What is needed =
Extract every line of the listing below that contains the string "green". Case counts: only matches with identical capitalization qualify.

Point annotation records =
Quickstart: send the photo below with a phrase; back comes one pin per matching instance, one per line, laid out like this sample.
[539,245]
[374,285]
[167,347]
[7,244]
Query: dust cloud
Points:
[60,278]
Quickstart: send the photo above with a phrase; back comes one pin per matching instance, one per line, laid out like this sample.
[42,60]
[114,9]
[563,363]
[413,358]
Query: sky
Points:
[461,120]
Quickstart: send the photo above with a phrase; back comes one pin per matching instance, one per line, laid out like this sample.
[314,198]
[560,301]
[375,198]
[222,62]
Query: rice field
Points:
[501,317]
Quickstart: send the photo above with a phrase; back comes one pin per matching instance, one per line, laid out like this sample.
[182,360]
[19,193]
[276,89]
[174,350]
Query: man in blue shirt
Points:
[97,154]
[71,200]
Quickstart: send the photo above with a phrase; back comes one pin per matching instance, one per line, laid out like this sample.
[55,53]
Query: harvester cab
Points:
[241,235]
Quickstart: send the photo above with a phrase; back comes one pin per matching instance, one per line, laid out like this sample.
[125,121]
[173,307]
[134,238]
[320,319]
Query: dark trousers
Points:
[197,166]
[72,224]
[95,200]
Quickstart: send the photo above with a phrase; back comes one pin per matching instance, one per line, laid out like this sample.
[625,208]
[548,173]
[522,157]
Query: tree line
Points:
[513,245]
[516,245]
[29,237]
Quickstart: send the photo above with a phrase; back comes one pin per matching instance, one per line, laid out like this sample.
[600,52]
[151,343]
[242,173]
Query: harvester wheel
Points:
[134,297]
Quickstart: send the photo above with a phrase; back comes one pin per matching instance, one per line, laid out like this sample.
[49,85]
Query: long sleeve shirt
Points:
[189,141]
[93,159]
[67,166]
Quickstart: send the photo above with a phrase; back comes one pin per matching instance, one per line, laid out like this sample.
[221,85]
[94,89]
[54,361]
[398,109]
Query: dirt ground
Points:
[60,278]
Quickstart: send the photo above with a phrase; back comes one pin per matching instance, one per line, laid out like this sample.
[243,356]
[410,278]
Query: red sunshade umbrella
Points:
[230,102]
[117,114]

--

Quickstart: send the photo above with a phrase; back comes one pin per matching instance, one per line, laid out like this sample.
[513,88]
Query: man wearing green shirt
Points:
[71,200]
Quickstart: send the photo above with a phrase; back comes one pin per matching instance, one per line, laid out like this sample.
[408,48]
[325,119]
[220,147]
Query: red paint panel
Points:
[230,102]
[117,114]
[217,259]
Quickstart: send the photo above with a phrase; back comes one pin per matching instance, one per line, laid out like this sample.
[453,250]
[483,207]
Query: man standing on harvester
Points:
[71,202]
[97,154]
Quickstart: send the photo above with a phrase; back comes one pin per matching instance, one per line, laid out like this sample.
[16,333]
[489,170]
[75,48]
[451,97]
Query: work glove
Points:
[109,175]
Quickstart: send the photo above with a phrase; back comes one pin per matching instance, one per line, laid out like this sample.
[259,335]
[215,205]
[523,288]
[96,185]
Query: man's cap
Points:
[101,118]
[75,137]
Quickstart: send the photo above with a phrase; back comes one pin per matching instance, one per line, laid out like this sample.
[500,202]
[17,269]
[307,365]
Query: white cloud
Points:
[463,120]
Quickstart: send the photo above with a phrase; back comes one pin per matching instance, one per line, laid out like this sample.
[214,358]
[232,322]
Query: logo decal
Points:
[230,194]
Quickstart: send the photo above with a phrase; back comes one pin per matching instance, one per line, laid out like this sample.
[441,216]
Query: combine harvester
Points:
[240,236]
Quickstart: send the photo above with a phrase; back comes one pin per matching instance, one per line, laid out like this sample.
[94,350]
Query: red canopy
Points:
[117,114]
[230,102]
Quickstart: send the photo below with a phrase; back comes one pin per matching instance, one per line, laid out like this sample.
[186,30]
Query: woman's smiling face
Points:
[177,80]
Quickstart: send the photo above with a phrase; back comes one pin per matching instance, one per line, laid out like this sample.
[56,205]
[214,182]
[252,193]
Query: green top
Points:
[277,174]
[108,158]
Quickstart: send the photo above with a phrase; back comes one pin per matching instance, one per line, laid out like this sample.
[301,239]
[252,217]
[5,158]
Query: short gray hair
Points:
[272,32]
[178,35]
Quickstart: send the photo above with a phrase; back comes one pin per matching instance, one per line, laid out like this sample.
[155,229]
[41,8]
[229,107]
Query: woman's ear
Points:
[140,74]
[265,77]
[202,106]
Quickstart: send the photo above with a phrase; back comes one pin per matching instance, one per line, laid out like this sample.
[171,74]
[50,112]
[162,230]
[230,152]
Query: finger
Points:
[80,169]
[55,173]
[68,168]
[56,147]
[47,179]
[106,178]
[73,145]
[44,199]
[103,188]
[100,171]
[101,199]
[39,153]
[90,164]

Answer to the exercise =
Query: man wearing green shirt
Query: green top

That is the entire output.